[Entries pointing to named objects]
• • •

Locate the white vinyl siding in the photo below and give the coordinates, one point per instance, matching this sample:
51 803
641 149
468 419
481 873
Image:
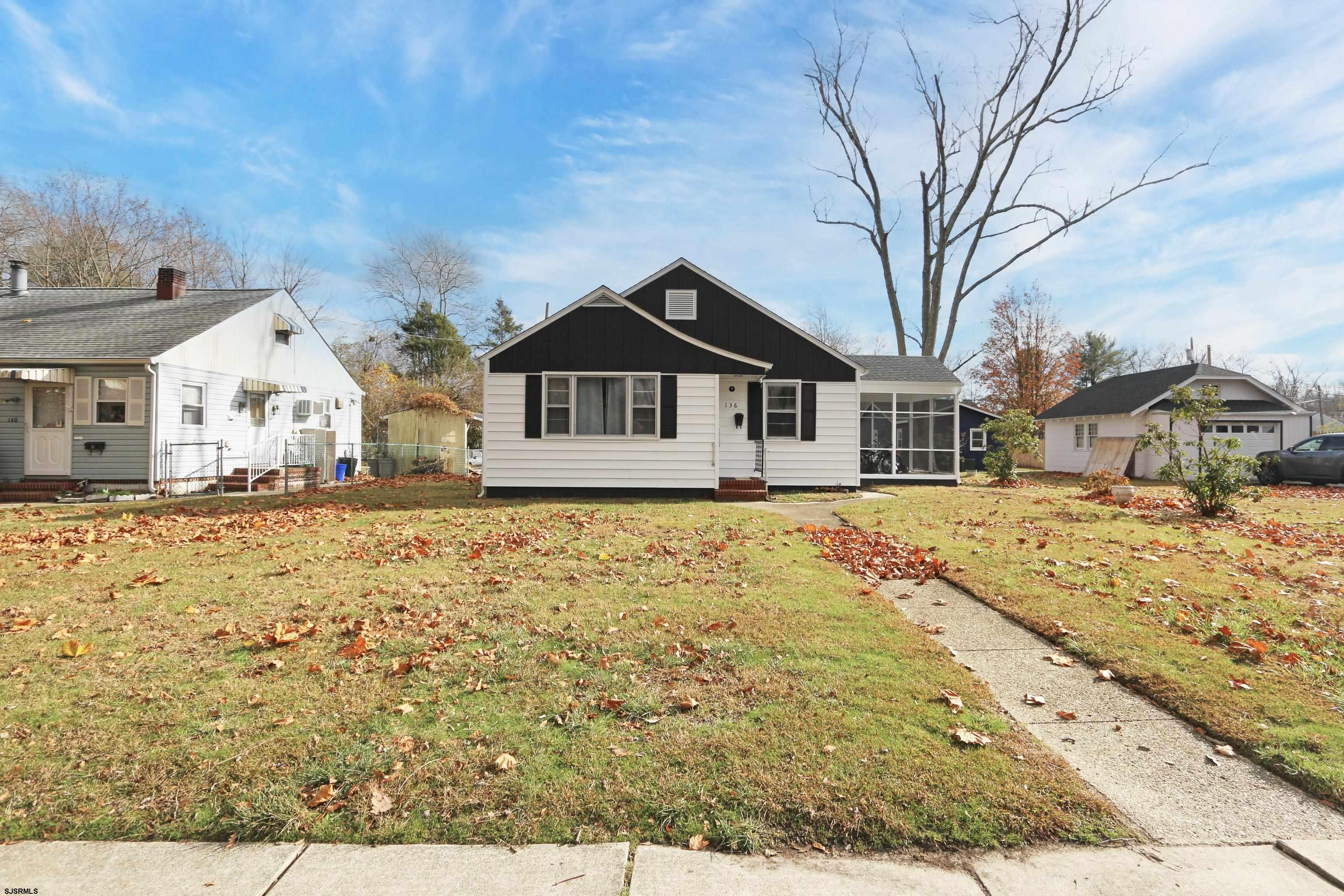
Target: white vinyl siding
228 413
685 462
833 460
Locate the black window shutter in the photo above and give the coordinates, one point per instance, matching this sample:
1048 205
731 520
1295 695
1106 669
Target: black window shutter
533 407
667 412
754 412
808 413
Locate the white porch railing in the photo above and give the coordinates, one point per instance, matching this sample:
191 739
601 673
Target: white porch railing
264 457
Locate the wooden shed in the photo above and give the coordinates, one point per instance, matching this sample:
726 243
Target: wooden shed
432 420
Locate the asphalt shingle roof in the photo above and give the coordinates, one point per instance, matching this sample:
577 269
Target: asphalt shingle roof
53 324
920 368
1127 394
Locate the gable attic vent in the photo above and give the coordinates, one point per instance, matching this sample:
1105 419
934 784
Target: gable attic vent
680 304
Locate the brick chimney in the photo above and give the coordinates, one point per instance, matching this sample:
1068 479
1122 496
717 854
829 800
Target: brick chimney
18 277
172 284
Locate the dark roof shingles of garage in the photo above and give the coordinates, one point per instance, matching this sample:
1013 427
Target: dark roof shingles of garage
53 323
918 368
1127 394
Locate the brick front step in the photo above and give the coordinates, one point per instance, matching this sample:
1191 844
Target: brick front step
741 495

• • •

Challenge ->
Please copy the items above verbatim, from the line containing "Locate the gable" through the final line of the items, with both ends included.

Reply to the exercise ->
Locate the gable attic vent in the photo above and give the coordinates, one point per instance, matching this sample:
1105 419
934 784
Target: gable attic vent
680 304
Locate the brick chimney in the photo above and give the coordinates, one point per instance, matching this sample:
1068 479
1122 496
717 854
829 800
Target: brick chimney
18 277
172 284
Locate the dark roof shingles of garage in the photo above and give the coordinates, one point per instance, matching this sample:
1013 427
Target: dark roof shingles of garage
53 323
918 368
1127 394
Locate the brick front step in the photo above and give the coordinates, one point per instance, matching this sample:
1191 844
Target: brick front step
741 495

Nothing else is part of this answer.